■ **Page text**
In the USA, this process of genocide was more thoroughly carried out by the settlers from the "old world" with the almost total annhiliation of the native 'indian' population. In South Africa, this policy was not carried out and there has been trouble between the original inhabitants and the English and Dutch settlers ever since.
Of course, at an estimated 8000 years ago the yellow aboriginies of Africa were almost totally exterminated by the invading blacks.
Determining who has the right to live in any place depende a lot on when a person or people think history began.
If it began in 1947, the Jews have the sole right to Israel. If it began any other time, there is a legitimate dispute over ownership.
January 14, 2009 4:01 PM | Reply | Permalink
Another member of the peanut gallery has pointed out that militant extremist Zionists will die rather than submit to any such impertinent imposition. The same is to be expected from adherents of the Hamás who thoroughly understand and agree with their Party ideology.
So it will none of it be happening, de facto, in any case.
Nevertheless, this peanut wonders on the de jure side where the authorization for Operation Impose Moderation was supposed to come from. Would this wild and crazy coup d’état on behalf of Turtle Bay be legal simply because the Security Council voted for it?
I presume that the unanimity of such a vote would be nothing to the point -- is that right?
Happy days.
January 12, 2009 7:54 PM | Reply | Permalink
What problem about authorization do you see. If the Security Council votes it in, what else is needed to make it binding as international law?
January 12, 2009 8:25 PM | Reply | Permalink
To illustrate how crazy Israel can be at times, just today the electoral committee of the Knesset decided by an overwhelming margin to prohibit the two arab parties from running in next month's elections. While I am sure the High Court will overule that decision, it sends a terrible message to their arab citizens as well as the rest of the World about the nature of Israel's democracy.
January 12, 2009 7:55 PM | Reply | Permalink
. . . start dismantling West Bank settlements . . . . Todd Gitlin
At least Todd's politically practical enough not to demand the removal of the settlements. Can't you just see the headline in the New York Post?
Obama Demands West Bank be Judenfrei!
January 12, 2009 10:37 PM | Reply | Permalink
Or --
Judenrein!

■ **Dataset**
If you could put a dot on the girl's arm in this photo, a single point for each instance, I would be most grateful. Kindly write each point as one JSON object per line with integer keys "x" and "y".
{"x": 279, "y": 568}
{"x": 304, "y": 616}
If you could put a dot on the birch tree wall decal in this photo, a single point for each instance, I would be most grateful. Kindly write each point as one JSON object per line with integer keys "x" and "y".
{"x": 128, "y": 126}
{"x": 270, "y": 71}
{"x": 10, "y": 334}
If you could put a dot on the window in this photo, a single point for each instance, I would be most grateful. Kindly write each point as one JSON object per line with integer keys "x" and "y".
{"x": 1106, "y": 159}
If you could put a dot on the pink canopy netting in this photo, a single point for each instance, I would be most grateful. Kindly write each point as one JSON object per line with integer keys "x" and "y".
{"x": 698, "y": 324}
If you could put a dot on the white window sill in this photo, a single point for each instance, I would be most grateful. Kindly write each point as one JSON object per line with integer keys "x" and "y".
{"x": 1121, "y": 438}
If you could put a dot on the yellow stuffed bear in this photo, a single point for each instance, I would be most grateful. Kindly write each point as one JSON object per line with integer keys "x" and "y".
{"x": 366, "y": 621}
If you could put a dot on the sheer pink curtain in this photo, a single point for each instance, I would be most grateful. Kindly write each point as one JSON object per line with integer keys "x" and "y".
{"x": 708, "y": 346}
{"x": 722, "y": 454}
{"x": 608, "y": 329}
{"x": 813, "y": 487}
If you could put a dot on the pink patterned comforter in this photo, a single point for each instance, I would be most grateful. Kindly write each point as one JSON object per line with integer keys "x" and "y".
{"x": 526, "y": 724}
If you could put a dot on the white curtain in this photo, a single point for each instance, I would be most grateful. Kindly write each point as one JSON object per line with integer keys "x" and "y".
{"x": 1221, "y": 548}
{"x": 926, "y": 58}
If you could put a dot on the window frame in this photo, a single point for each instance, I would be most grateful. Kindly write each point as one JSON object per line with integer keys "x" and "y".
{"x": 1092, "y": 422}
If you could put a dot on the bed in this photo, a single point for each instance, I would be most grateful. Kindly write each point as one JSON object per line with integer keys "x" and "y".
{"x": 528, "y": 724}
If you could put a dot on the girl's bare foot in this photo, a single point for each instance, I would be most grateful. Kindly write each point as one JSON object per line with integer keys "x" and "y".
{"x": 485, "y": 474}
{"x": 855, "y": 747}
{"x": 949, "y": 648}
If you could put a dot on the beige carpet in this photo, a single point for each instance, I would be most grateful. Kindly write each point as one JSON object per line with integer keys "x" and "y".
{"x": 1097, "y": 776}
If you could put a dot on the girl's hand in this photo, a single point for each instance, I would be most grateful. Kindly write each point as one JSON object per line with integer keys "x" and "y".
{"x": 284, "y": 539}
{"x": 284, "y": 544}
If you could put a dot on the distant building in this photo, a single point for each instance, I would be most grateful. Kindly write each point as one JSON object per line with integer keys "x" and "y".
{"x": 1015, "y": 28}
...
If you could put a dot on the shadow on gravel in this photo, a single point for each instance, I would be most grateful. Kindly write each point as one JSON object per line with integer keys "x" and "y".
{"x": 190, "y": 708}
==
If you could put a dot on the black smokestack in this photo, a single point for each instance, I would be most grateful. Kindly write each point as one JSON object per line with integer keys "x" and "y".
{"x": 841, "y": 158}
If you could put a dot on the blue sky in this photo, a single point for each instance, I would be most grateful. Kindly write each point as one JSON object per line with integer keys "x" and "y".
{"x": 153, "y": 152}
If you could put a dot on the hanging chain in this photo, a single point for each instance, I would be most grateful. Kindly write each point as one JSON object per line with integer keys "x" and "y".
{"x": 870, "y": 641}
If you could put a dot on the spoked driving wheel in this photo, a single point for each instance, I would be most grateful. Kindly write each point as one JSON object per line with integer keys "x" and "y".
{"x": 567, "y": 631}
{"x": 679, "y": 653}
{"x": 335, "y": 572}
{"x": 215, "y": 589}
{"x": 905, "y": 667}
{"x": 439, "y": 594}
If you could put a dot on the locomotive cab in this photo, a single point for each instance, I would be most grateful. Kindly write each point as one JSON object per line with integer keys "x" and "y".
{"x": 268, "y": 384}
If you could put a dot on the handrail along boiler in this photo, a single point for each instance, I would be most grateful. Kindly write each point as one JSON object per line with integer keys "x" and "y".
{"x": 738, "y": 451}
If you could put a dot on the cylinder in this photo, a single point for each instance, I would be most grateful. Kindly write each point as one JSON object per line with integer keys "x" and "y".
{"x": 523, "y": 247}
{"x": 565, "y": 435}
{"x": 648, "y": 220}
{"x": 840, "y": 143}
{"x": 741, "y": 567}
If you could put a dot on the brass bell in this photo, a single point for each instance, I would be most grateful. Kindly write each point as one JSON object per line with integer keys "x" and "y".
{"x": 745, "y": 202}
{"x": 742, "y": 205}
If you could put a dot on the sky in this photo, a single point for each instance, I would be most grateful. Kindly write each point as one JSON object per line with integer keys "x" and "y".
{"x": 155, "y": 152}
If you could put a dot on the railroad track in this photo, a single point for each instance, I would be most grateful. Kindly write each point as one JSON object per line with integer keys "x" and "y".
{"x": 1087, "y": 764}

■ **Check your understanding**
1. Please translate this sentence from the comment thread into Spanish: "If the Security Council votes it in, what else is needed to make it binding as international law?"
2. In the comment thread, what did the electoral committee of the Knesset decide?
3. Resume the comment thread after its final line.
The listing is separate material and has no connection to the comment thread.

■ **Responses per task**
1. Si el Consejo de Seguridad lo aprueba, ¿qué más se necesita para que sea vinculante como derecho internacional?

2. It decided by an overwhelming margin to prohibit the two Arab parties from running in next month's elections.

3.
January 12, 2009 10:42 PM | Reply | Permalink
Might something like the "Taiwan solution" work? Could a defacto peace deal between Israel and Palestine be reached while deferring settlement of issues about the status of Jerusalem and the Palestinians' claim to a "right to return" be deferred indefinitely for resolution in (say) a 100 years? China has never renounced using force to "reunite" Taiwan and both sides disagree on the status of Taiwan, but this has not prevented Taiwan and China from getting on with building economic, social and even political relationships that are defacto peaceful. Perhaps all that a Middle East peace deal needs to achieve is agreement on a more limited set of issues such as an indefinite cessation of violence, and Palestinians gaining freedom to trade with other countries and organise their own affairs within Gaza and the West Bank. If Israeli settlements remain in the West Bank, Israel should at least pay an annual lease to Palestine in acknowledgment of Palestinian sovereignty over the lands occupied by Israeli settlers.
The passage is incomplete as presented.